## Given records
_ _ _ _ _
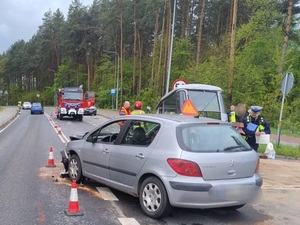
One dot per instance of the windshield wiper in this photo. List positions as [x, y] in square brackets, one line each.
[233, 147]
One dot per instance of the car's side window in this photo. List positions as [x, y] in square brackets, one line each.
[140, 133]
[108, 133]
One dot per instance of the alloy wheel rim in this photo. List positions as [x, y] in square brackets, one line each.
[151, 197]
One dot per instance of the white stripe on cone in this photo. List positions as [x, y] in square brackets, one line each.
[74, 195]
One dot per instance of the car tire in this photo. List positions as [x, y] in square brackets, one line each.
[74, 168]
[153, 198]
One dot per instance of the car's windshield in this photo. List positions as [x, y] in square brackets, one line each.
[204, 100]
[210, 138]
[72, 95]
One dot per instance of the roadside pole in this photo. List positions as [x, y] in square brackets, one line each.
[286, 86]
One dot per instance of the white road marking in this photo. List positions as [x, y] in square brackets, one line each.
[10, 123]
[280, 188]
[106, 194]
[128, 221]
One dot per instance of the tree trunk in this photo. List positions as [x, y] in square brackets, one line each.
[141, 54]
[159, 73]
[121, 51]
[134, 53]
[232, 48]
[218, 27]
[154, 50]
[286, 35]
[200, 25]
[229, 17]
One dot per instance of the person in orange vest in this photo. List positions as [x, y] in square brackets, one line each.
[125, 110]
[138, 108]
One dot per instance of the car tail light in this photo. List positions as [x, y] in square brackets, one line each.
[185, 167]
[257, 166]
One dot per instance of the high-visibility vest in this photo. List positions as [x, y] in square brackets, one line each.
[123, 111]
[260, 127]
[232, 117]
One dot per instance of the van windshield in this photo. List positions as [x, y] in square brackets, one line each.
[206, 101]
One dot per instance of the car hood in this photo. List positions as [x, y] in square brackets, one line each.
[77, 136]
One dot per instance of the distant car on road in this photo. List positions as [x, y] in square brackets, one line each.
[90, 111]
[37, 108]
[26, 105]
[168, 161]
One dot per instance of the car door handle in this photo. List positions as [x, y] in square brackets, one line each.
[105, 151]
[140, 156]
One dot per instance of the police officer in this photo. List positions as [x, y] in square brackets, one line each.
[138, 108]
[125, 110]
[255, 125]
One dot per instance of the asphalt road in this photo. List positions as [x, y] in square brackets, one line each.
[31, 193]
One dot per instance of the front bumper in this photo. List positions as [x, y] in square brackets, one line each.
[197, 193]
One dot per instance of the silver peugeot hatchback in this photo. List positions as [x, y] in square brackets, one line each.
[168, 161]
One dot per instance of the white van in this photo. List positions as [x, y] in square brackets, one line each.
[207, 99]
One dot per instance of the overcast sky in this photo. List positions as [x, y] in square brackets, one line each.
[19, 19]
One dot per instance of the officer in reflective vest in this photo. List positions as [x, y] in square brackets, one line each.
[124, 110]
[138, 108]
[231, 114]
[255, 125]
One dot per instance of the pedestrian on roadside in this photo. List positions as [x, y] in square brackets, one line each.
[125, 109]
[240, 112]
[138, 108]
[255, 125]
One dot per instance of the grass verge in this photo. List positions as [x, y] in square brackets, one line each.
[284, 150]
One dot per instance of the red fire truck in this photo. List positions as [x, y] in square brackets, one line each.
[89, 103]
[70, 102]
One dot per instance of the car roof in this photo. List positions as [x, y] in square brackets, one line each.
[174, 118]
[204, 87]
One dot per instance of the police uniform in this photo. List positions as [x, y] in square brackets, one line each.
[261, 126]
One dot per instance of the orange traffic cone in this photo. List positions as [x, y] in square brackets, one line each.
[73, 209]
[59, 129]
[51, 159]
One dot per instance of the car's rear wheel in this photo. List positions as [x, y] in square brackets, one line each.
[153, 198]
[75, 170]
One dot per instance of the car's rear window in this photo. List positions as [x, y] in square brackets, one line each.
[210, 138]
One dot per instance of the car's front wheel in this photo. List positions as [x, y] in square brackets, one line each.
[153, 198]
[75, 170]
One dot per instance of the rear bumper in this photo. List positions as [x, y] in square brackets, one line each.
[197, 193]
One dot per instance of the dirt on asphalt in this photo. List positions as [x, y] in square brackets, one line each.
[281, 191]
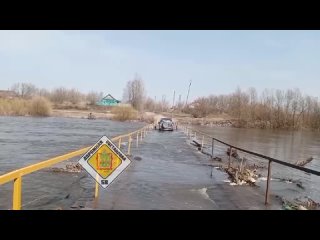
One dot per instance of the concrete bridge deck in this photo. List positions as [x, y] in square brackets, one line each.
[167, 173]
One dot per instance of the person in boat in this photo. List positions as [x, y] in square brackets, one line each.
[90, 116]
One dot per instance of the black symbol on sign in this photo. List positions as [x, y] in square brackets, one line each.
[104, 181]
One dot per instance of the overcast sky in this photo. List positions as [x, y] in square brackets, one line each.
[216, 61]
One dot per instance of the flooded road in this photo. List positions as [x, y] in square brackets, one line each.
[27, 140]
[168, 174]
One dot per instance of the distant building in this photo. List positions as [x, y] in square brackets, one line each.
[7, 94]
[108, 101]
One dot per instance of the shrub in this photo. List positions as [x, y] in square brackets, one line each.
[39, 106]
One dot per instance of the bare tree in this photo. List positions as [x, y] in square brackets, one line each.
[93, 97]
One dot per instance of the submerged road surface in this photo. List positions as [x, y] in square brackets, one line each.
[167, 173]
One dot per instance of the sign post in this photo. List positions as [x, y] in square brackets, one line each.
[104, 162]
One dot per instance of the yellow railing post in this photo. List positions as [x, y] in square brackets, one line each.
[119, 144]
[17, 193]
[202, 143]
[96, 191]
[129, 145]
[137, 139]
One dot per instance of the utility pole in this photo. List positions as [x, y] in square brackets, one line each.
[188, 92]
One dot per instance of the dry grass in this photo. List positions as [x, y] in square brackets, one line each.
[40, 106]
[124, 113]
_ _ _ _ _
## Aim
Reproduce only the lines from the line containing "One dot per instance of the submerged" to the last line of the material above, both of those lines included.

## Correct answer
One dot per instance of the submerged road surface in this photo. List positions as [x, y] in square brackets, one line each.
[167, 173]
One dot per instance of the sign post in this photo. List positions as [x, y] in square brackets, one line each.
[104, 162]
One dot per instance of the yellow railing post in this photo. List positions as [x, y] in square brackets, one line each.
[119, 144]
[17, 193]
[202, 143]
[96, 191]
[129, 145]
[137, 139]
One dot per instance of the utility pole in this photo. List positions as [x, y] in square brackets, one line each.
[188, 92]
One dot per instance of the dry grass in this photo. List positions as [x, y] in square brackets, one line each.
[40, 106]
[124, 113]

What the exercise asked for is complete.